§ **WHAT THIS TASK INVOLVES**
Leave every picture out and write out the records below exactly.

§ **DATA FOR THIS EXERCISE**
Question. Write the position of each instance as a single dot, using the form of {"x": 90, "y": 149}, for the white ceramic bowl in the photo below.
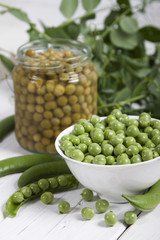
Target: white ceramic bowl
{"x": 110, "y": 181}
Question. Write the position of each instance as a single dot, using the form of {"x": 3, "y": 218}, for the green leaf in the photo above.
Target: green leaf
{"x": 8, "y": 64}
{"x": 128, "y": 25}
{"x": 140, "y": 88}
{"x": 123, "y": 40}
{"x": 19, "y": 14}
{"x": 73, "y": 30}
{"x": 111, "y": 17}
{"x": 89, "y": 5}
{"x": 68, "y": 7}
{"x": 150, "y": 33}
{"x": 123, "y": 94}
{"x": 56, "y": 32}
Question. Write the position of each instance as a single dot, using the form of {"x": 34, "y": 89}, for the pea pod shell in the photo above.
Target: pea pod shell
{"x": 21, "y": 163}
{"x": 6, "y": 126}
{"x": 11, "y": 208}
{"x": 42, "y": 170}
{"x": 147, "y": 201}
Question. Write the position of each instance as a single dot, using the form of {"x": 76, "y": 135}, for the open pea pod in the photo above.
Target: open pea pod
{"x": 70, "y": 182}
{"x": 147, "y": 201}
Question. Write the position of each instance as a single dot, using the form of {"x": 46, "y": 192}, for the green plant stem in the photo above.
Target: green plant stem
{"x": 122, "y": 103}
{"x": 107, "y": 31}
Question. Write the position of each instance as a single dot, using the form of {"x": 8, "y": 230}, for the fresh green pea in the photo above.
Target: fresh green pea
{"x": 43, "y": 184}
{"x": 83, "y": 147}
{"x": 18, "y": 197}
{"x": 64, "y": 207}
{"x": 99, "y": 159}
{"x": 35, "y": 188}
{"x": 107, "y": 149}
{"x": 110, "y": 218}
{"x": 136, "y": 159}
{"x": 132, "y": 150}
{"x": 53, "y": 183}
{"x": 119, "y": 149}
{"x": 87, "y": 195}
{"x": 79, "y": 129}
{"x": 147, "y": 154}
{"x": 47, "y": 197}
{"x": 88, "y": 159}
{"x": 87, "y": 213}
{"x": 123, "y": 159}
{"x": 95, "y": 119}
{"x": 62, "y": 180}
{"x": 77, "y": 155}
{"x": 116, "y": 112}
{"x": 102, "y": 205}
{"x": 27, "y": 192}
{"x": 94, "y": 149}
{"x": 130, "y": 217}
{"x": 110, "y": 160}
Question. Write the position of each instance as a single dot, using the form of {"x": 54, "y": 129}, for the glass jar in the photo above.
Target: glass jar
{"x": 55, "y": 84}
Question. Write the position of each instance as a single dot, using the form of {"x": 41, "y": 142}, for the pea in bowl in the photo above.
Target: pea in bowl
{"x": 111, "y": 181}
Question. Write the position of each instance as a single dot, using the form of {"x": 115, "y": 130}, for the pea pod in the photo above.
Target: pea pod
{"x": 13, "y": 205}
{"x": 147, "y": 201}
{"x": 42, "y": 170}
{"x": 21, "y": 163}
{"x": 6, "y": 126}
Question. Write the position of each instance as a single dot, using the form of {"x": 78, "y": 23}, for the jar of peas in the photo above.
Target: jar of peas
{"x": 55, "y": 84}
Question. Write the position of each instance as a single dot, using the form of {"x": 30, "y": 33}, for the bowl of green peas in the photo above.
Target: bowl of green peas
{"x": 113, "y": 155}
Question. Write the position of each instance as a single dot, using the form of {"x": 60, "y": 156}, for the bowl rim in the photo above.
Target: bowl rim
{"x": 97, "y": 165}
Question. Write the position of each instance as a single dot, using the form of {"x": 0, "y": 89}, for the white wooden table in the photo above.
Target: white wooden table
{"x": 39, "y": 221}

§ **SOLUTION TO THE PROBLEM**
Question. Write the position of each instance as a single dot, using the form of {"x": 90, "y": 149}, for the white ceramic bowl in the photo below.
Target: white ceramic bowl
{"x": 110, "y": 181}
Question. Write the position of each instance as a single dot, using the form of {"x": 3, "y": 218}, for the green leaf in the photo above.
Target: green leaf
{"x": 8, "y": 64}
{"x": 128, "y": 25}
{"x": 140, "y": 88}
{"x": 123, "y": 40}
{"x": 19, "y": 14}
{"x": 73, "y": 30}
{"x": 111, "y": 17}
{"x": 89, "y": 5}
{"x": 68, "y": 7}
{"x": 150, "y": 33}
{"x": 123, "y": 94}
{"x": 56, "y": 32}
Question. Write the position of each instance as a single dot, using the form of {"x": 34, "y": 89}, for the pea pod shell in the photo above.
Target: pea pod shell
{"x": 21, "y": 163}
{"x": 6, "y": 126}
{"x": 11, "y": 208}
{"x": 42, "y": 170}
{"x": 147, "y": 201}
Question. Write the position of each instance as a single dot, using the form of {"x": 76, "y": 135}, for the open pea pod in the photo above.
Target: open pea pod
{"x": 70, "y": 182}
{"x": 147, "y": 201}
Question. Write the position of each instance as a single dot, using the form of {"x": 46, "y": 192}, for the green plant stem in the photo above.
Target: green plant stem
{"x": 122, "y": 103}
{"x": 107, "y": 31}
Question. Write the position of each instance as a single dot, using the form of {"x": 8, "y": 230}, for the fresh green pea in the photo above.
Target: fresh green pea
{"x": 43, "y": 184}
{"x": 83, "y": 147}
{"x": 18, "y": 197}
{"x": 64, "y": 207}
{"x": 99, "y": 159}
{"x": 35, "y": 188}
{"x": 107, "y": 149}
{"x": 110, "y": 218}
{"x": 136, "y": 159}
{"x": 132, "y": 150}
{"x": 53, "y": 183}
{"x": 119, "y": 149}
{"x": 87, "y": 195}
{"x": 79, "y": 129}
{"x": 147, "y": 154}
{"x": 47, "y": 197}
{"x": 88, "y": 159}
{"x": 87, "y": 213}
{"x": 123, "y": 159}
{"x": 95, "y": 119}
{"x": 62, "y": 180}
{"x": 77, "y": 155}
{"x": 116, "y": 112}
{"x": 102, "y": 205}
{"x": 27, "y": 192}
{"x": 94, "y": 149}
{"x": 130, "y": 217}
{"x": 110, "y": 160}
Question. Write the position of each instance as a single dot, using the form of {"x": 54, "y": 129}, for the glass jar in the photo above.
Target: glass jar
{"x": 55, "y": 84}
Question. Write the position of each instance as a single dot, using the form of {"x": 41, "y": 142}, for the pea in bowl in the photo above.
Target: pea in bowl
{"x": 111, "y": 181}
Question. Write the position of each instance as a single dot, using the form of {"x": 115, "y": 130}, for the pea pod in the photo above.
Target: pea pod
{"x": 13, "y": 205}
{"x": 147, "y": 201}
{"x": 42, "y": 170}
{"x": 21, "y": 163}
{"x": 6, "y": 126}
Question. Write the position of each instance as a single dot, using the form of {"x": 78, "y": 23}, for the jar of peas in the photo above.
Target: jar of peas
{"x": 55, "y": 84}
Question. Write the position of each instance as a single dot, using the form of {"x": 30, "y": 33}, for the bowl of green peas in the photo above.
Target: bowl of green peas
{"x": 113, "y": 155}
Question. Write the position of each instance as a single dot, using the form of {"x": 60, "y": 156}, for the bowl rim in the photo above.
Target: bowl rim
{"x": 97, "y": 165}
Question. Write the position of each instance as a single dot, using the form of {"x": 0, "y": 89}, for the white wooden table in the photo above.
Target: white wooden table
{"x": 39, "y": 221}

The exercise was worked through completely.